I see.  I was looking at that, and was wondering about the coloration.  I see a lot of pictures that could look either, so I found that to be a bad way to sex.  I guess I just need to see more of each sex, because they still look so similar.  Obviously when they are fully grown its easy, but when still growing it seems kind of tough.

----------


## Eel Noob

Welcome on board.

It does have a nice head but not enough to make me think the seller made in mistake in sexing it.

----------


## Deejay Mayweather

I personally would have to see more pics because photos 1,2,3,5 it looks female and then pic 4 it looks male.

thanks

----------


## BG

I would like to see some more pictures with different poses. The males also have these muscle bumps  behind there head ,on their neck.  Some males are late bloomers showing there male features.  Oh, with the video,the wrestling seen happened in my yard today as my frogs were taking some sun. lol  The male wouldn't do that to a female. I'm talking about the tossing,and the pushing.

----------


## Sublime

Oh only the males have the muscle bumps or head glands?  If that's true then my juvenile pixie is a male because he already has good size bumps on his head for his size.  I would of liked to see that toss up though, sounds good.

----------


## BG

If you see my little brooser he has them too. He was the only one that had them. So i went that way too this time. lol


> Oh only the males have the muscle bumps or head glands?  If that's true then my juvenile pixie is a male because he already has good size bumps on his head for his size.  I would of liked to see that toss up though, sounds good.

----------


## Sublime

Haha good technique, you get the word 'brooser' from that vid?

----------


## Jace

*I have two African Bullfrogs, and I wish I could say I successfully "guessed" the sex of both and nailed it.  Unfortunately, I did guess, and then John took one look at my pictures and knew instantly that I was wrong!  Ha!  And you might think that because I have one male and one female, I would be able to be of more help on this posts, but alas, I am not.  However, my female, while she does have a bit of yellow by her arms, her throat is a definite white.  Between that (and I know it's not much, but hey, it's all I've got!! ) and the fact that John says it's male, I would definitely lean towards male.  Either way, gorgeous frog and congratulations!*

----------


## BG

Can we see some pics of your pixies>


> *I have two African Bullfrogs, and I wish I could say I successfully "guessed" the sex of both and nailed it.  Unfortunately, I did guess, and then John took one look at my pictures and knew instantly that I was wrong!  Ha!  And you might think that because I have one male and one female, I would be able to be of more help on this posts, but alas, I am not.  However, my female, while she does have a bit of yellow by her arms, her throat is a definite white.  Between that (and I know it's not much, but hey, it's all I've got!! ) and the fact that John says it's male, I would definitely lean towards male.  Either way, gorgeous frog and congratulations!*

----------


## FrogsRMe

75 bucks for a pixie? Sheesh, I got an adult female for 30?

• • • • •

• [PROBLEM SET]:
[A] Answer these questions from the bullfrog-sexing thread, one answer per line:
(i) According to BG, what do males have behind their head, on their neck?
(ii) In which picture does Deejay Mayweather think the frog looks male?
(iii) How much did FrogsRMe pay for an adult female?
[B] Retype the part of the bullfrog-sexing thread that begins at the words "Can we see some" and stops after "female for 30?".
[C] Continue the bullfrog-sexing thread from the point where it stops.
The lines that come after this thread are from a separate source.

• [SOURCE DATA]:

• • • • •

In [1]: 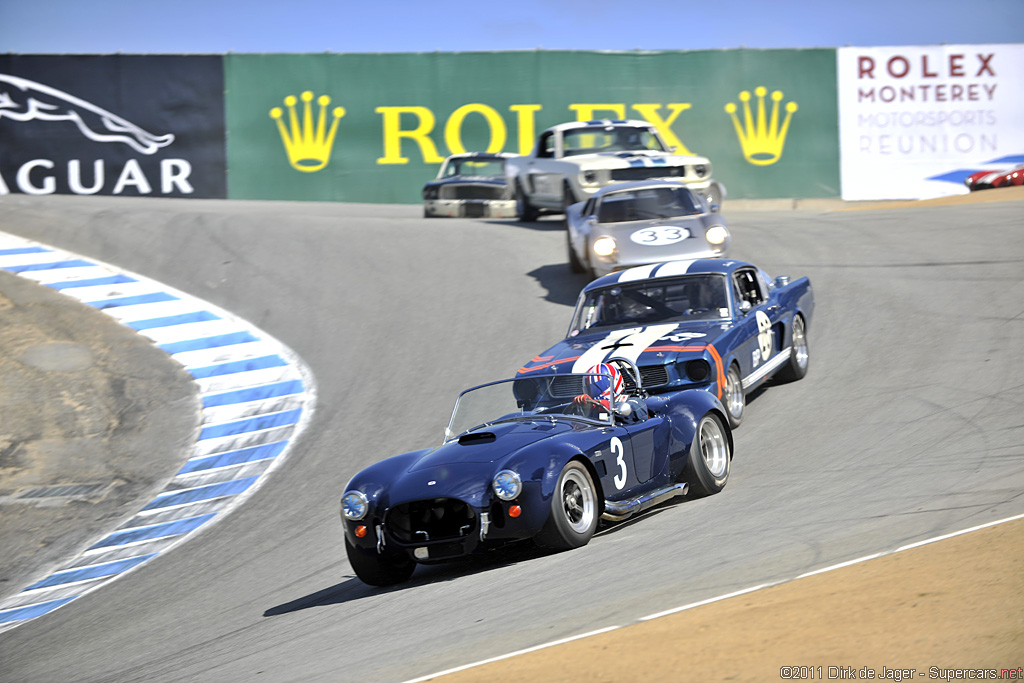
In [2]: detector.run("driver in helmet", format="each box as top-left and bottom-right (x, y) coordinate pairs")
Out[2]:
(572, 362), (647, 422)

• • • • •

• [EXPECTED RESPONSES]:
[A]
(i) Muscle bumps
(ii) Pic 4
(iii) 30

[B]
Can we see some pics of your pixies>


> *I have two African Bullfrogs, and I wish I could say I successfully "guessed" the sex of both and nailed it.  Unfortunately, I did guess, and then John took one look at my pictures and knew instantly that I was wrong!  Ha!  And you might think that because I have one male and one female, I would be able to be of more help on this posts, but alas, I am not.  However, my female, while she does have a bit of yellow by her arms, her throat is a definite white.  Between that (and I know it's not much, but hey, it's all I've got!! ) and the fact that John says it's male, I would definitely lean towards male.  Either way, gorgeous frog and congratulations!*

----------


## FrogsRMe

75 bucks for a pixie? Sheesh, I got an adult female for 30?

[C]
I've never seen a pixie go for more than 45, Lol.

----------


## dsmalex97

Got some more pics to try and clear things up a little bit in terms of what sex this frog is.  Hopefully these will be good enough :]

----------


## dsmalex97

> 75 bucks for a pixie? Sheesh, I got an adult female for 30?
> I've never seen a pixie go for more than 45, Lol.


Thats funny because whenever I see adults for sale on kingsnake, or fauna they always go for like 200 bucks...females I don't know though.  30 sounds really cheap for an adult.  I see babies go that much all the time, but not adults.

----------


## BG

Thats a great deal can i have a dozen please.lol  enough fun, now lets get serious. Your frog is 1000% male.  Sorry for putting you  thru this . Actually we just wanted some more pic from you.LOL Nice looking male all around. Enjoy  him.

----------


## Sublime

There's never enough pictures here on frogforum.  Those a great looking pictures by the way, makes me want to get another one!   :Mad:

----------


## EpicFrogMan

thats a female. I had one that looked exactly like that

----------


## FrogsRMe

I say it looks like a male, with a smaller head than normal.
But I have seen babies at pet stores go for 30 yes, and at expos  for 35 or 40 for adults. I need to post some pics of my 2!

----------


## Jace

*Okay, here are pictures of my guys.  I did have three ABFs, however one died recently.  If they loaded up right, the first pic is of Gherkin, my almost 10 year old male who died.  The second is my male, Kadesh and the third is my female, Obi.  They are 4 years old and 3 years old respectively.*

----------


## BG

Sorry to here that. He was a nice looking pixie.  Your upcoming male is looking nice. Your female is a pretty  girl.

----------


## Sublime

Sorry for your loss Jo-Anna.  I'm sure he lived a real happy life under your care.  The two others are healthy and great looking, it always makes me laugh when I see an adult female.  Their head size to their body is just ridiculous.

----------


## dsmalex97

Damn!  Everyone is still throwing me for a loop! 

By looking at Joanna's pictures the one on the right totally looks like mine!  So I'm thinking a female as well.  I guess only time will tell!

Sorry for your loss Joanna!  Those are some amazing looking frogs you got there!  I would like one of each sex eventually, they both have funny looking bodies lol.  And maybe someone will come up with a way to breed these guys naturally, and I can make some tadpoles!

----------


## Eel Noob

No doubt it's a female.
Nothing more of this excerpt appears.